OBJECTIVE => Copy all of the records below word for word, leaving out any pictures.

RECORDS SHOWN =>
━━━━━━

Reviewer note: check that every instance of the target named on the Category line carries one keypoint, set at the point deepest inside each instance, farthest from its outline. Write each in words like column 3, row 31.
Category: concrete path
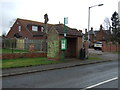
column 70, row 63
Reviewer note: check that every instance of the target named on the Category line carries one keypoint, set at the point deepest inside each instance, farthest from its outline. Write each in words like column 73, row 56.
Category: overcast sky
column 75, row 10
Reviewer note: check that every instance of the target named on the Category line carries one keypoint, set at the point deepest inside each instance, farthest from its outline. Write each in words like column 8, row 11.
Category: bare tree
column 107, row 23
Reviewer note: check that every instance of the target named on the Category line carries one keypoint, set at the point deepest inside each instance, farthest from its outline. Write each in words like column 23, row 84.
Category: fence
column 110, row 47
column 25, row 45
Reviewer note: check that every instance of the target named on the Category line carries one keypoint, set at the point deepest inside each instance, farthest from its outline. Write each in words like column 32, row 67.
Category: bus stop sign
column 63, row 44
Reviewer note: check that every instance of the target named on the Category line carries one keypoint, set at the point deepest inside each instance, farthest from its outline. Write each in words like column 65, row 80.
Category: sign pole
column 63, row 40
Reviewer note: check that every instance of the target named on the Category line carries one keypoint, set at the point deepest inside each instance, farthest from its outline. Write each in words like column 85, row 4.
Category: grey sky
column 75, row 10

━━━━━━

SOLUTION TO THIS TASK =>
Reviewer note: check that every instance of the target named on the Category line carries one keypoint, set at the point deepest inside each instance, farthest from its outline. Write each in words like column 3, row 31.
Category: concrete path
column 70, row 63
Reviewer note: check that every instance of the target named on the Category line carries one keypoint, set at the point deepest inside each instance, farthest from its outline. Write each in words like column 73, row 56.
Category: overcast sky
column 75, row 10
Reviewer note: check that every instance of the target named on the Category line carries one keypoint, set at the point deepest inside each instance, farthest from its outline. Write each in words like column 8, row 11.
Category: bare tree
column 107, row 23
Reviewer note: check that every instance of the target named on the Category line carries one keypoint, set at the point deepest inside each instance, farthest from its outline. Write each in words like column 23, row 84.
Category: fence
column 110, row 47
column 25, row 45
Reviewer note: check that every instance of the target named on the Category line carries one keypoint, set at the point deepest inside each instance, farthest from its outline. Write each in words like column 32, row 67.
Category: bus stop sign
column 63, row 44
Reviewer note: check that every instance of the target named on the Category line carries one keypoint, set at the point deepest inside each instance, farthest from its outline. Write each in words like column 65, row 80.
Category: sign pole
column 63, row 40
Reviewer note: check that every instance of the target named on the Category line carries one keypoint, set at the point deepest inside each instance, farthest from its outline. Write each in words like column 85, row 4.
Category: grey sky
column 75, row 10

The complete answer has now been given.